:: Exercise goal ::
Report each line of the material below that contains the string "roof", copying every such line in full. Match the case exactly.

:: Recorded data ::

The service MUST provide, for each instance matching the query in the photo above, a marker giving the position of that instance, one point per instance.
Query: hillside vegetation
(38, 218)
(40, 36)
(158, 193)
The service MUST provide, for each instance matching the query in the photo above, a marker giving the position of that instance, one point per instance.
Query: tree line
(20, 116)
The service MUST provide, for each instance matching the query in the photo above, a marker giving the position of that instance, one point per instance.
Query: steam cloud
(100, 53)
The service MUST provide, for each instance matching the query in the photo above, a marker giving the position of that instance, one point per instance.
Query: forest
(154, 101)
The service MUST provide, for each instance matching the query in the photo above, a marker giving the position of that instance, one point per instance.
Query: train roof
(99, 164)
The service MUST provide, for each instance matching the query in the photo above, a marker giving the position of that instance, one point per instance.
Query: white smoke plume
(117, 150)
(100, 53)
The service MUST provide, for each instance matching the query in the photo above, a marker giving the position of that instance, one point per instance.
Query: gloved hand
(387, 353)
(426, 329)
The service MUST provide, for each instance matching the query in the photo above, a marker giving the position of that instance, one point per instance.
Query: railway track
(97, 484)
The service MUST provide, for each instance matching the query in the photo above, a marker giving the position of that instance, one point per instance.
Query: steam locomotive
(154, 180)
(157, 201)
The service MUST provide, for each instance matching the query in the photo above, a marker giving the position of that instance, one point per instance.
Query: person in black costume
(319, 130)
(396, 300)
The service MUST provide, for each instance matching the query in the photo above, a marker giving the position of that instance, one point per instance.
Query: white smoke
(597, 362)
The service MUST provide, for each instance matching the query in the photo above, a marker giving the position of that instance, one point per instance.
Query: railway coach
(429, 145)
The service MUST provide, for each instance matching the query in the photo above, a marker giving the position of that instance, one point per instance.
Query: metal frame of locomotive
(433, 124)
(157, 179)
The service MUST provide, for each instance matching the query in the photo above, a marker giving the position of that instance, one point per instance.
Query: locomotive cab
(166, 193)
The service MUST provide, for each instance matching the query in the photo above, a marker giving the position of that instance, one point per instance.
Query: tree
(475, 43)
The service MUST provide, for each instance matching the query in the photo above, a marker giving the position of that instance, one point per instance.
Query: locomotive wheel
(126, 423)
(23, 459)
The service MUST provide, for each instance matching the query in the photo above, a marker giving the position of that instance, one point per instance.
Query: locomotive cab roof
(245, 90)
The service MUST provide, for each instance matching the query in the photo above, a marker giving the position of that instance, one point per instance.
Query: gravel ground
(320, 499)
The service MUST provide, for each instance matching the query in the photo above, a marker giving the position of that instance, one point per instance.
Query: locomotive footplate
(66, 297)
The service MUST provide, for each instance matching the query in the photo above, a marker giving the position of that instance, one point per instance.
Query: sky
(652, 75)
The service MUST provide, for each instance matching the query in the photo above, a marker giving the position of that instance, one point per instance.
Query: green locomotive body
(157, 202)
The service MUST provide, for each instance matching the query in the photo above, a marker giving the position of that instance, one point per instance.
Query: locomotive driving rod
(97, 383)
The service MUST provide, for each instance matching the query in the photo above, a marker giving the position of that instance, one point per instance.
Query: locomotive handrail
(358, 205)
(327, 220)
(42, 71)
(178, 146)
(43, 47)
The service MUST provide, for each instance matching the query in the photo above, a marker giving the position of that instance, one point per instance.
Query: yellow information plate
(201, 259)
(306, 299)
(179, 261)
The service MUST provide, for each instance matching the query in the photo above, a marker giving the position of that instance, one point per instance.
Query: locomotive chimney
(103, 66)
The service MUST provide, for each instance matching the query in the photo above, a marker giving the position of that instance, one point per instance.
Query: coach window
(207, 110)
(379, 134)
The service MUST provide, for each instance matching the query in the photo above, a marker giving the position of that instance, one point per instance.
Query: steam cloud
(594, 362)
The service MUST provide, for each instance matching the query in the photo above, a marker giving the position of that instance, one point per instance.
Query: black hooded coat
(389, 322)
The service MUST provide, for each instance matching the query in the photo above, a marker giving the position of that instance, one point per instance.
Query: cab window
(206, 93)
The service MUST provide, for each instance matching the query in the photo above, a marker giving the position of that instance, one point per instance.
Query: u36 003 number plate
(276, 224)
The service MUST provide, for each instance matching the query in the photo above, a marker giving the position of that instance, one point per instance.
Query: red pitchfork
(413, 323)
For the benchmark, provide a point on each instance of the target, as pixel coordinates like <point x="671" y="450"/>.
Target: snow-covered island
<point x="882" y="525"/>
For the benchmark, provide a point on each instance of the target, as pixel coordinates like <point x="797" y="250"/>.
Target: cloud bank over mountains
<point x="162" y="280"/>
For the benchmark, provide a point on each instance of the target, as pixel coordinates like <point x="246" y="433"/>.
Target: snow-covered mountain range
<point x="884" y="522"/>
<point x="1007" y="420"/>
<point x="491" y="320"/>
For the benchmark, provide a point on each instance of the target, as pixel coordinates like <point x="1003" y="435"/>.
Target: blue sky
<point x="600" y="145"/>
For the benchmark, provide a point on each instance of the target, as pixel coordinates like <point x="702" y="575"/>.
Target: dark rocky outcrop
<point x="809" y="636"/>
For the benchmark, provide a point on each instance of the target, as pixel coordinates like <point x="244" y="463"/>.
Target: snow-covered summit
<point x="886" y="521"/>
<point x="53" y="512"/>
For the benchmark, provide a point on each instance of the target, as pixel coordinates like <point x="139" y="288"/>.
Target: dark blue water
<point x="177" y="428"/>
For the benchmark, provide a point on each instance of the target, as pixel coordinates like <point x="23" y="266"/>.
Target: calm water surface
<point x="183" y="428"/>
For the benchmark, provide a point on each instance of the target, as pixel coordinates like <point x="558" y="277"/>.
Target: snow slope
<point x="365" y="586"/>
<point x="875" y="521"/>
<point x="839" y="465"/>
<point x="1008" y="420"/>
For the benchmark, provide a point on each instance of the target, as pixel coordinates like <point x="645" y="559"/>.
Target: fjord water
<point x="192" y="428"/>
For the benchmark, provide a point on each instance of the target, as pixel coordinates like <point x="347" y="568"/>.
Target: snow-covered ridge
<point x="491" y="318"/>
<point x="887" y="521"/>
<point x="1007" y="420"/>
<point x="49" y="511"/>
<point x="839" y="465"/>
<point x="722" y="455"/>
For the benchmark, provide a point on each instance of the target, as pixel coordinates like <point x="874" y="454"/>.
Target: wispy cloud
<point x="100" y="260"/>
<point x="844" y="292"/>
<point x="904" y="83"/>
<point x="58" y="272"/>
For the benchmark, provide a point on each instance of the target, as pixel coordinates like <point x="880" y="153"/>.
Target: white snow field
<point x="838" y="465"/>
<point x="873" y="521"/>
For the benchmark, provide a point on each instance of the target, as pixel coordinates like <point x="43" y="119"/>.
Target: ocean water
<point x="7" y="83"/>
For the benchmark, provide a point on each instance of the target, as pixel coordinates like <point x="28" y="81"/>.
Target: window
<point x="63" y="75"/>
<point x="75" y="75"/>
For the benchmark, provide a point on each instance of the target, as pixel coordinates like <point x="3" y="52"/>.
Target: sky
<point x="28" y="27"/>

:: Exercise result ::
Query: train roof
Query: locomotive cab roof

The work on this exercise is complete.